Talk about your fast learners. Grant Hill, less than two years after retiring from the NBA, already has one of the most coveted sports TV jobs: calling the NCAA basketball tournament, including the national championship next month.
Not bad for a guy who became a game analyst this season. Yes, this season. Hill began his TV career a year earlier, hired by Turner Sports as a studio analyst for NBA TV and as part of the Turner-CBS March Madness TV partnership.
Then came a strong debut as an analyst on a handful of NBA games. Hill impressed his bosses. Then an unexpected opportunity came along. Soon after the suspension of CBS lead college basketball analyst Greg Anthony, arrested in January for soliciting a prostitute, CBS and Turner named Hill and Bill Raftery as co-analysts to call the Final Four with play-by-play voice Jim Nantz.
The trio, with Tracy Wolfson reporting from the sidelines, is the top crew for the 2015 tournament. Their NCAA opening assignment comes Friday and Sunday at Time Warner Cable Arena: six games and eight teams over the course of 72 hours.

(Location identification items)

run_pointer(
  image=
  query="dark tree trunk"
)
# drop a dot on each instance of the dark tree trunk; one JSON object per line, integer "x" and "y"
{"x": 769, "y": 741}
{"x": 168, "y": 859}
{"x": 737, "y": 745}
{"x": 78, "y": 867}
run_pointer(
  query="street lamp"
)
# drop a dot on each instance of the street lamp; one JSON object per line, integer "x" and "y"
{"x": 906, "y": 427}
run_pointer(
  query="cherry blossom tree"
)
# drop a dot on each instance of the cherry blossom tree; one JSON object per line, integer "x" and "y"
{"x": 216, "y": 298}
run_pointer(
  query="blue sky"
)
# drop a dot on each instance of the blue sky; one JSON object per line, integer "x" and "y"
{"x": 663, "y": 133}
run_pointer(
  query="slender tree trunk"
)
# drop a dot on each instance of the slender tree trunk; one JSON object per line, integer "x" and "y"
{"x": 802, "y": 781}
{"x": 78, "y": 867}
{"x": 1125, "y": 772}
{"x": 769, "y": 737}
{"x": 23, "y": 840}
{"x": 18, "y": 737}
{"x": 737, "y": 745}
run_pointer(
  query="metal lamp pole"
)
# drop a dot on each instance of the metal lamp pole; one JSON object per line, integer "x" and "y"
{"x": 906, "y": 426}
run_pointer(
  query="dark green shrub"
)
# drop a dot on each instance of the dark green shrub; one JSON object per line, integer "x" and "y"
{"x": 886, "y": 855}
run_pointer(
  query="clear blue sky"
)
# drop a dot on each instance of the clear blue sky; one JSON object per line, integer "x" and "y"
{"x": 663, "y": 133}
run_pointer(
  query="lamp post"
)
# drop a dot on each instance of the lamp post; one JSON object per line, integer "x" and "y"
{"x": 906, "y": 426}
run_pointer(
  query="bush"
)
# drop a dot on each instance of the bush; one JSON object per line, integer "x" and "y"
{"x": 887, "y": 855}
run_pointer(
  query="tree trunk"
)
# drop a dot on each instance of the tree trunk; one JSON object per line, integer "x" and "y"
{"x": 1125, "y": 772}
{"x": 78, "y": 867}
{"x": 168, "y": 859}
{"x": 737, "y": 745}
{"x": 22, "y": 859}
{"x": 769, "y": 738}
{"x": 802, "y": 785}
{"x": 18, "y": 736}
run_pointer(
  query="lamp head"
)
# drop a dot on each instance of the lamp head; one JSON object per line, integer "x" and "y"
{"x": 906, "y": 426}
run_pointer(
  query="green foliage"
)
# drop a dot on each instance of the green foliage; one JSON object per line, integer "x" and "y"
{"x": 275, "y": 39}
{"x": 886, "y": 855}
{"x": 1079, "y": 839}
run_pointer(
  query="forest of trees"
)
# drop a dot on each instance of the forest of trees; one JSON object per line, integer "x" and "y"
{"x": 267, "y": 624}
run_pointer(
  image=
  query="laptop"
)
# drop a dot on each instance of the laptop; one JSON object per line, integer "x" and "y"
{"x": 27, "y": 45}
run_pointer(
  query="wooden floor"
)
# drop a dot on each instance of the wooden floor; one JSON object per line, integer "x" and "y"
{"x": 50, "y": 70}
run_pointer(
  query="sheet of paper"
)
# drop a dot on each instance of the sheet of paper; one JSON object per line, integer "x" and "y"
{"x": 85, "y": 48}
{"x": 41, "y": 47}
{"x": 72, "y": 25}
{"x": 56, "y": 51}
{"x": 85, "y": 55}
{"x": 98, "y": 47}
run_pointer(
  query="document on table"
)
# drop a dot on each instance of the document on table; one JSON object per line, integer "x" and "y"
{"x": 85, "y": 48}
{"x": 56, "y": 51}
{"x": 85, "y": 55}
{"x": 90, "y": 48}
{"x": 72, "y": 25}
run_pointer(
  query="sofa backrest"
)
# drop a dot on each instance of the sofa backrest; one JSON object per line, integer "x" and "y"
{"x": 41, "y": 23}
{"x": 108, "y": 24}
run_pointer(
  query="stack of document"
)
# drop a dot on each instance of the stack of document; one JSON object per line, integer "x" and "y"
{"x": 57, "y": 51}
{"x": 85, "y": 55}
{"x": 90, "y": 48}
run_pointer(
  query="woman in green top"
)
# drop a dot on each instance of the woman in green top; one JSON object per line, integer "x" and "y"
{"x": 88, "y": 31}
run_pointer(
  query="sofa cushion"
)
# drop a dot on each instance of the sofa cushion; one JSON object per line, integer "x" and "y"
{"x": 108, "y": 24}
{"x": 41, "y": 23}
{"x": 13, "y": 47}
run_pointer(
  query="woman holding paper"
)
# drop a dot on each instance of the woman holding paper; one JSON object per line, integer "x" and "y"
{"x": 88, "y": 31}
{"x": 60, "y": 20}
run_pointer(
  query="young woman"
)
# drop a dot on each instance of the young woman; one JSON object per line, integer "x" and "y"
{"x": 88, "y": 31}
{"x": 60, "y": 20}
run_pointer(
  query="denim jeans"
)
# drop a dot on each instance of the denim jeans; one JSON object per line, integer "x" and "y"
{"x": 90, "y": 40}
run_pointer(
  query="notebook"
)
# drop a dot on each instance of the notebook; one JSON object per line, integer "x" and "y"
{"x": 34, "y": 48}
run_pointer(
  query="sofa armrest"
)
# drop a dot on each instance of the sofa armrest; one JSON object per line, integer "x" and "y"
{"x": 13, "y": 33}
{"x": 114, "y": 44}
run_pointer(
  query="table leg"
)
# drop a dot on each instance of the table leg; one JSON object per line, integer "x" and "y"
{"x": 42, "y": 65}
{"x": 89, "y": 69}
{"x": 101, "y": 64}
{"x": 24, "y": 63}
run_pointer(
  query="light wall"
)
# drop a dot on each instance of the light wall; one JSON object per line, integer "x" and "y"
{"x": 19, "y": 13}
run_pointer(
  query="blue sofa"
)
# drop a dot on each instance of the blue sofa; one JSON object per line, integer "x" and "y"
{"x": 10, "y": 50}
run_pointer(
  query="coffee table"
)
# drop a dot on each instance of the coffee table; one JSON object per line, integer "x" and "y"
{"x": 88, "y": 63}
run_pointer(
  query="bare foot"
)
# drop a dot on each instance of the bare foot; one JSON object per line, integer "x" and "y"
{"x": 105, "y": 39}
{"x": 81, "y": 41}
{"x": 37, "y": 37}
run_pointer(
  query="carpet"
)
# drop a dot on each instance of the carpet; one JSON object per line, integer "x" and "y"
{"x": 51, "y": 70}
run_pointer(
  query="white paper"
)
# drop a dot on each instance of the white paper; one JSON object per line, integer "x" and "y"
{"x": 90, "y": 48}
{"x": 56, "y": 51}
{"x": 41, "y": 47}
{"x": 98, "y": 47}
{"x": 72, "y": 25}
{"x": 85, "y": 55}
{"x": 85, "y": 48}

:: Prompt 1 ::
Decide whether each statement below agrees with the article on Grant Hill's broadcasting career, answering yes or no and quoting the deciding words of the article: (a) Hill began his television career as a game analyst. (b) Greg Anthony was arrested in January. (c) The crew's opening NCAA assignment involves eight teams.
:: Prompt 2 ::
Summarize the article on Grant Hill's broadcasting career in two sentences.
:: Prompt 3 ::
Continue the article on Grant Hill's broadcasting career from its final sentence.

:: Task response 1 ::
(a) No: "hired by Turner Sports as a studio analyst for NBA TV"
(b) Yes: "arrested in January for soliciting a prostitute"
(c) Yes: "six games and eight teams over the course of 72 hours"

:: Task response 2 ::
Less than two years after retiring from the NBA, Grant Hill, who began in television a year earlier as a Turner Sports studio analyst and became a game analyst only this season, is calling the NCAA basketball tournament, including the national championship. After CBS lead analyst Greg Anthony was suspended, CBS and Turner named Hill and Bill Raftery co-analysts alongside Jim Nantz, and that trio, with Tracy Wolfson reporting from the sidelines, opens its 2015 tournament work at Time Warner Cable Arena with six games over 72 hours.

:: Task response 3 ::
For Hill, 42, the smooth transition marks the latest step in a lifetime of basketball achievements. He starred at Duke in college, playing on two national championship teams (1991 and 1992) and winning ACC Player of the Year honors in 1994. Too often injury-plagued as a pro, he still wound up playing 19 seasons with four teams and made the all-star roster seven times.
To get ready for the tournament, Hill has watched a lot more college basketball on TV, reviewed video to better assess top teams’ strengths and weaknesses and spoken to former coaches and teammates involved in the game. Duke’s Mike Krzyzewski coached Hill in college and the head coach at Notre Dame, Mike Brey, was a Duke assistant when Hill played for Coach K.
“Information is power,” Hill told me during a telephone interview while driving to the airport to catch a flight to Charlotte. “The more information you have, the better.” I think he was still talking about the NCAAs, but he may have been rehearsing a public service ad.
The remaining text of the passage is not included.